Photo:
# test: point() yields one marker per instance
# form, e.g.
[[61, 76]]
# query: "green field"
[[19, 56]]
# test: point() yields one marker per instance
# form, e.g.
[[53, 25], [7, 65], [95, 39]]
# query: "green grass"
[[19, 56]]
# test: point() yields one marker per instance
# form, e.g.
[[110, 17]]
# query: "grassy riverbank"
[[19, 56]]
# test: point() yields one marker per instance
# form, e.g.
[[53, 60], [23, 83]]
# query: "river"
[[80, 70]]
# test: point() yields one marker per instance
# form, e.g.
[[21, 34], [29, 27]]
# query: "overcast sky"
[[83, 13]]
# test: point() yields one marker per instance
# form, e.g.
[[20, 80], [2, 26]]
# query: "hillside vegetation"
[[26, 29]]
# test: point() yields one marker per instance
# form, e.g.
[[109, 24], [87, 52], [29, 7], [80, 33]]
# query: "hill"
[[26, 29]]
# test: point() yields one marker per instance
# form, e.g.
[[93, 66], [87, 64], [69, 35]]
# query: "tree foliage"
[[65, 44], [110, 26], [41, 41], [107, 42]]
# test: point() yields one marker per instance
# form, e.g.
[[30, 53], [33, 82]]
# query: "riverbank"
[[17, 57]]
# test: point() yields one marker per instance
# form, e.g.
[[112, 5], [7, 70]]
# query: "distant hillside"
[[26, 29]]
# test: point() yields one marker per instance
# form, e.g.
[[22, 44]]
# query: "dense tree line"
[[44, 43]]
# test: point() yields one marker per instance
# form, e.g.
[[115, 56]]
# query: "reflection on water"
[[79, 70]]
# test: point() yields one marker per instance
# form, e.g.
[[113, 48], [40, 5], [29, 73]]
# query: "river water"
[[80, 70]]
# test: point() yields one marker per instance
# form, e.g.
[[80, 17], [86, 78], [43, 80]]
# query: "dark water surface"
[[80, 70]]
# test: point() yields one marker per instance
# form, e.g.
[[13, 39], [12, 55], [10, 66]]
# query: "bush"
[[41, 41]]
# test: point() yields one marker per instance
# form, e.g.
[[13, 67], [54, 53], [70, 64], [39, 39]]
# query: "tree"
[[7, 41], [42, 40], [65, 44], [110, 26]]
# # # #
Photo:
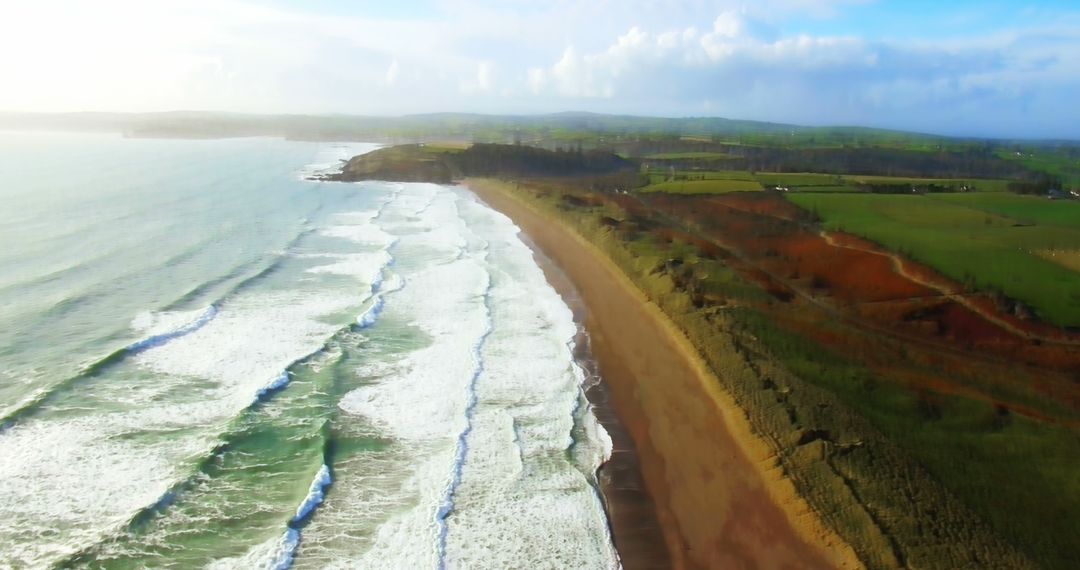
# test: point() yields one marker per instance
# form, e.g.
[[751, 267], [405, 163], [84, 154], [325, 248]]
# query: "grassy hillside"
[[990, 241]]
# # # #
## TASK DESCRIPTION
Count the lines above that contain the string "tree", treating upper and lower case as different. Reply with the number alone.

## EXERCISE SOLUTION
3